Your assignment: What is needed here is an exact copy of all the records below.

[Dataset entries]

"""

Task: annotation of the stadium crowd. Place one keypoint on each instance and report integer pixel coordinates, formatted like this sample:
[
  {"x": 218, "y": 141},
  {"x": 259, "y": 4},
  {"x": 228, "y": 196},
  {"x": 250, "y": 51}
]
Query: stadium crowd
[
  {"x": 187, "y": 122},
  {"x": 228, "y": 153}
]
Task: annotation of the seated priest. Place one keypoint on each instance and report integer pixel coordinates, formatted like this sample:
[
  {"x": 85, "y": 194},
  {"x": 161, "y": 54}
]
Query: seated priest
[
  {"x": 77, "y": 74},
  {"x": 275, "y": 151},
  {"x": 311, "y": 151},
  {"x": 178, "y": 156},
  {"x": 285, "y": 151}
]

"""

Exercise output:
Task: annotation of the stadium crowd. Place one keypoint on each instance and report integer pixel coordinates, formatted like this sample:
[
  {"x": 218, "y": 141},
  {"x": 259, "y": 4},
  {"x": 228, "y": 196},
  {"x": 250, "y": 51}
]
Query: stadium crowd
[
  {"x": 187, "y": 122},
  {"x": 228, "y": 153}
]
Task: annotation of the seated priest. Place one keypoint on each instance and report integer pixel coordinates, formatted like this sample:
[
  {"x": 85, "y": 194},
  {"x": 161, "y": 54}
]
Query: seated priest
[
  {"x": 77, "y": 74},
  {"x": 275, "y": 151},
  {"x": 311, "y": 151},
  {"x": 178, "y": 156},
  {"x": 285, "y": 151}
]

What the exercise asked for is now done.